--- WORK TASK ---
From the first entry to the last, transcribe everything exactly.

--- RECORD SET ---
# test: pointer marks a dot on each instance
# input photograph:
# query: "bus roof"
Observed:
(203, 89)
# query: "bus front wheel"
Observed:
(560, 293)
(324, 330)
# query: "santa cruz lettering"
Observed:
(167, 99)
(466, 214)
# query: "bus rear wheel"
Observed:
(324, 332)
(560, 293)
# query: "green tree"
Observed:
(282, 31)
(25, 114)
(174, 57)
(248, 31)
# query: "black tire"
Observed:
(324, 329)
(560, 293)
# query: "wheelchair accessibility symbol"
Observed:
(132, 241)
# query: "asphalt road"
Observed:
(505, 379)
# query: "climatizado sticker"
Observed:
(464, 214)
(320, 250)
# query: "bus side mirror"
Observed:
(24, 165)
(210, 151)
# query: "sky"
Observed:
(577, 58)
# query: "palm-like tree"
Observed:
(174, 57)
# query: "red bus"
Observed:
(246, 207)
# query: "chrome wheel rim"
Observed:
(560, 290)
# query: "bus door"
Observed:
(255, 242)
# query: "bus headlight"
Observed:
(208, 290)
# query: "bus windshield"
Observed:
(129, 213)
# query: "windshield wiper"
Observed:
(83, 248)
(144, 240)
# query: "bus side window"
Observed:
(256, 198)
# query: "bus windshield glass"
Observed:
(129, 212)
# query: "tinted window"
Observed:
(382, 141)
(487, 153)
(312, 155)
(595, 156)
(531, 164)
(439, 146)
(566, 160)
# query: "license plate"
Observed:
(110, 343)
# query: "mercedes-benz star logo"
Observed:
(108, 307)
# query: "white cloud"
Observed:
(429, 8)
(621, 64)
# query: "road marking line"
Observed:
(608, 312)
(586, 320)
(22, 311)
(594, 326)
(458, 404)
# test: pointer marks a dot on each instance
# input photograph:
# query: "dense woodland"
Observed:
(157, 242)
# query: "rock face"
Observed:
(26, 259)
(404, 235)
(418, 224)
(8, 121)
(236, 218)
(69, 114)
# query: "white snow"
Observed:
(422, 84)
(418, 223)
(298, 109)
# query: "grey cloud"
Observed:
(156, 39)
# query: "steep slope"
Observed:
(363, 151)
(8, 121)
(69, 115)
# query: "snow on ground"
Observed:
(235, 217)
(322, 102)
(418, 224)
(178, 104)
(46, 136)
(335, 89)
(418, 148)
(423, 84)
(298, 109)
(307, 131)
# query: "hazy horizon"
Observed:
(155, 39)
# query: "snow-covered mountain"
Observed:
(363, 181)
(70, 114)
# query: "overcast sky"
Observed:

--- SOLUTION FOR THIS EXERCISE ---
# test: pointer marks a dot on each instance
# input photograph:
# query: "bus roof"
Observed:
(203, 89)
# query: "bus front wheel"
Observed:
(560, 293)
(324, 330)
# query: "santa cruz lettering"
Observed:
(167, 99)
(466, 214)
# query: "bus rear wheel"
Observed:
(324, 332)
(560, 293)
# query: "green tree"
Observed:
(282, 31)
(25, 114)
(174, 57)
(248, 31)
# query: "black tire"
Observed:
(324, 329)
(560, 293)
# query: "wheelchair accessibility symbol"
Observed:
(132, 241)
# query: "asphalt road"
Observed:
(505, 379)
# query: "climatizado sticker"
Observed:
(464, 214)
(320, 250)
# query: "bus side mirror"
Observed:
(24, 165)
(210, 151)
# query: "sky"
Observed:
(577, 58)
# query: "palm-like tree"
Observed:
(174, 57)
# query: "red bus"
Observed:
(246, 207)
# query: "chrome wheel rim"
Observed:
(560, 290)
# query: "bus door"
Observed:
(255, 242)
# query: "bus headlight"
Observed:
(208, 290)
# query: "bus windshield"
Observed:
(129, 213)
# query: "windshield wiper"
Observed:
(83, 248)
(144, 240)
# query: "bus side window"
Observed:
(256, 198)
# query: "bus windshield glass"
Observed:
(129, 212)
# query: "tinted window"
Observed:
(382, 141)
(487, 153)
(312, 155)
(595, 156)
(531, 164)
(439, 146)
(566, 160)
# query: "license plate"
Observed:
(110, 343)
# query: "mercedes-benz star logo"
Observed:
(108, 307)
# query: "white cloud"
Observed:
(429, 8)
(621, 64)
# query: "road marking line"
Observed:
(608, 312)
(586, 320)
(22, 311)
(594, 326)
(458, 404)
# test: pointer marks a dot on each instance
# input photograph:
# query: "dense woodland"
Observed:
(157, 242)
# query: "rock face"
Observed:
(26, 259)
(404, 235)
(418, 224)
(8, 121)
(236, 218)
(69, 114)
# query: "white snow"
Observed:
(422, 84)
(418, 223)
(298, 109)
# query: "grey cloud"
Observed:
(156, 39)
# query: "steep slope"
Observed:
(363, 151)
(8, 121)
(69, 115)
# query: "snow on ground"
Observed:
(235, 217)
(322, 102)
(418, 224)
(178, 104)
(46, 136)
(335, 89)
(418, 148)
(423, 84)
(298, 109)
(307, 131)
# query: "hazy horizon"
Observed:
(155, 39)
# query: "snow-covered mountain"
Observed:
(363, 181)
(70, 114)
# query: "overcast sky"
Observed:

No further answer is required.